» **Tarefas a fazer**
- a) Segundo o trecho do documento, de quanto foi a queda no uso de drogas ilícitas por adolescentes norte-americanos de 2020 para 2021?
- b) Como fica em inglês esta frase do trecho do documento: "O Instituto Nacional de Abuso de Drogas, também dos Estados Unidos, confirmou uma diminuição do uso frequente de álcool por jovens de 18 anos — de 72% em 1980 para 29% em 2019."?
- c) Transcreva literalmente a passagem do trecho do documento que vai de "O professor e" até "20% em 2017.".
==== Trecho do documento
A tendência de queda explicada
Uma pesquisa sobre o uso de drogas ilícitas por adolescentes norte-americanos do Instituto de Pesquisa Social da Universidade de Michigan revelou uma queda de 25% de 2020 para 2021 — a maior taxa desde 1975.
O professor e pesquisador Richard Miech observa que a expressividade dos números é uma consequência indireta da pandemia e do isolamento social vivenciados nos dois anos em questão, tendo em vista que o convívio deles com outros jovens e potenciais grupos de influência diminuiu.
Contudo, ano a ano, os resultados vêm, de fato, indicando uma gradativa diminuição no uso de substâncias ilícitas por adolescentes do país, mesmo antes da pandemia. Outros estudos confirmam a tendência global.
O Instituto Nacional de Abuso de Drogas, também dos Estados Unidos, confirmou uma diminuição do uso frequente de álcool por jovens de 18 anos — de 72% em 1980 para 29% em 2019.
No Reino Unido, o Serviço Britânico Consultivo de Gravidez também aponta uma diminuição no uso frequente de álcool entre 16 e 24 anos. De 29% em 2005 para 20% em 2017.
========
==== Seção de dados
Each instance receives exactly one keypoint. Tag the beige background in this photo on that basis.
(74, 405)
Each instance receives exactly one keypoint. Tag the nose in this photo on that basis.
========
» **Respostas às tarefas**
- a) De 25%, a maior taxa desde 1975.

- b) The National Institute on Drug Abuse, also in the United States, confirmed a decrease in frequent alcohol use among 18-year-olds — from 72% in 1980 to 29% in 2019.

- c)
O professor e pesquisador Richard Miech observa que a expressividade dos números é uma consequência indireta da pandemia e do isolamento social vivenciados nos dois anos em questão, tendo em vista que o convívio deles com outros jovens e potenciais grupos de influência diminuiu.
Contudo, ano a ano, os resultados vêm, de fato, indicando uma gradativa diminuição no uso de substâncias ilícitas por adolescentes do país, mesmo antes da pandemia. Outros estudos confirmam a tendência global.
O Instituto Nacional de Abuso de Drogas, também dos Estados Unidos, confirmou uma diminuição do uso frequente de álcool por jovens de 18 anos — de 72% em 1980 para 29% em 2019.
No Reino Unido, o Serviço Britânico Consultivo de Gravidez também aponta uma diminuição no uso frequente de álcool entre 16 e 24 anos. De 29% em 2005 para 20% em 2017.